Task material –

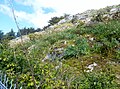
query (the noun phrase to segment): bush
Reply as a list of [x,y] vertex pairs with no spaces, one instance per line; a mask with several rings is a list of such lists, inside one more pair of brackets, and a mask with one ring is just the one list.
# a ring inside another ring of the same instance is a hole
[[115,75],[105,72],[88,73],[86,77],[74,80],[72,85],[77,89],[118,89],[114,79]]
[[90,53],[90,47],[87,42],[86,38],[79,38],[76,39],[75,45],[73,46],[68,46],[65,49],[65,58],[69,57],[77,57],[78,55],[87,55]]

Directions for this task – Exactly the lines from the one holding "# a ring inside" through the end of the data are to be repeated, with both ends included.

Task result –
# a ring inside another ring of the same instance is a hole
[[115,75],[105,72],[88,73],[86,77],[74,80],[72,85],[77,89],[118,89],[114,79]]
[[90,53],[90,47],[87,42],[86,38],[79,38],[76,39],[75,45],[73,46],[68,46],[65,49],[65,58],[69,57],[77,57],[78,55],[87,55]]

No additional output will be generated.